Reproduce all the data, character for character.

Stored records:

--- START ---

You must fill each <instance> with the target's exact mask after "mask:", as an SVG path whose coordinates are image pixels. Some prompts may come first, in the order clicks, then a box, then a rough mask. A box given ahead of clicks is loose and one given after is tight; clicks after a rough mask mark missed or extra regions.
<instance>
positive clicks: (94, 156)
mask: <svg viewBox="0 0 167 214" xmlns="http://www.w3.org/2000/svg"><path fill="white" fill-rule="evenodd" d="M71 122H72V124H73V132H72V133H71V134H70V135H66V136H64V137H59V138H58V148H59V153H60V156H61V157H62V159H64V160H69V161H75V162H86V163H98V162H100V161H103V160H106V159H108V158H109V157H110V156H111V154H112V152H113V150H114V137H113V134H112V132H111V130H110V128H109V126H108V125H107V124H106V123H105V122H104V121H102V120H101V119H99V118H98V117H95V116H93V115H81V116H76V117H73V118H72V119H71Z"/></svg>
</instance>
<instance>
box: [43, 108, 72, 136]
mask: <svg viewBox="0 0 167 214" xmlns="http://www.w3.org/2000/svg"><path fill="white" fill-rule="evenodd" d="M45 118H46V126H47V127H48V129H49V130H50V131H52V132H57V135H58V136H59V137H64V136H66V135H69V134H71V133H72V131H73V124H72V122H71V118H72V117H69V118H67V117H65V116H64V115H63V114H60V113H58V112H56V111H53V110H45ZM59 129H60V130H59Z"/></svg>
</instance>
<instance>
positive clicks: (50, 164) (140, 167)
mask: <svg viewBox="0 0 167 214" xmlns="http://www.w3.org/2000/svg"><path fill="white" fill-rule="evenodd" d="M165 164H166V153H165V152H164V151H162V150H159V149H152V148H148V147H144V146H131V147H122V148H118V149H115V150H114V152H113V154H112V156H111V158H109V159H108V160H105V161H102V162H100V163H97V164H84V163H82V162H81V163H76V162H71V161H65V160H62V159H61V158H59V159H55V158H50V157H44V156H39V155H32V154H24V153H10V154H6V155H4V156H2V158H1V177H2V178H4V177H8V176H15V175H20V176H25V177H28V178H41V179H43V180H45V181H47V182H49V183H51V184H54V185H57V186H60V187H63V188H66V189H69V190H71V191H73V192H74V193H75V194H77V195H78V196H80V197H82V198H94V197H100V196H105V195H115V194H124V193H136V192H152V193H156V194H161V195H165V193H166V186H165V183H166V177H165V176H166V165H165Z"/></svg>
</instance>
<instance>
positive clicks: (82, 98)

--- END ---

Response box:
You must fill each <instance> with the target's exact mask after "mask:", as an SVG path whose coordinates are image pixels. Some prompts may come first, in the order clicks, then a box, then a rough mask. A box given ahead of clicks is loose and one given after is tight; clicks after a rough mask mark missed or extra regions.
<instance>
positive clicks: (94, 156)
mask: <svg viewBox="0 0 167 214" xmlns="http://www.w3.org/2000/svg"><path fill="white" fill-rule="evenodd" d="M71 122H72V124H73V132H72V133H71V134H70V135H66V136H64V137H59V138H58V148H59V153H60V156H61V157H62V159H64V160H69V161H75V162H86V163H98V162H100V161H103V160H106V159H108V158H109V157H110V156H111V154H112V152H113V150H114V137H113V134H112V132H111V130H110V128H109V126H108V125H107V124H106V123H105V122H104V121H102V120H101V119H99V118H98V117H95V116H93V115H81V116H76V117H73V118H72V119H71Z"/></svg>
</instance>
<instance>
box: [43, 108, 72, 136]
mask: <svg viewBox="0 0 167 214" xmlns="http://www.w3.org/2000/svg"><path fill="white" fill-rule="evenodd" d="M45 118H46V126H47V127H48V129H49V130H50V131H52V132H57V135H58V136H59V137H64V136H66V135H69V134H71V133H72V131H73V124H72V122H71V118H72V117H69V118H67V117H65V116H64V115H63V114H60V113H58V112H56V111H53V110H45ZM59 129H60V130H59Z"/></svg>
</instance>
<instance>
positive clicks: (50, 164) (140, 167)
mask: <svg viewBox="0 0 167 214" xmlns="http://www.w3.org/2000/svg"><path fill="white" fill-rule="evenodd" d="M165 164H166V153H165V152H164V151H162V150H159V149H152V148H148V147H144V146H131V147H122V148H118V149H115V150H114V152H113V154H112V156H111V158H109V159H108V160H105V161H102V162H100V163H97V164H84V163H82V162H81V163H76V162H71V161H65V160H62V159H61V158H59V159H55V158H50V157H44V156H39V155H32V154H24V153H10V154H6V155H4V156H2V158H1V177H2V178H4V177H8V176H15V175H20V176H25V177H28V178H41V179H43V180H45V181H47V182H49V183H51V184H54V185H57V186H60V187H63V188H66V189H69V190H71V191H73V192H74V193H75V194H77V195H78V196H80V197H82V198H94V197H100V196H105V195H115V194H124V193H136V192H152V193H156V194H161V195H165V193H166V186H165V183H166V177H165V176H166V165H165Z"/></svg>
</instance>
<instance>
positive clicks: (82, 98)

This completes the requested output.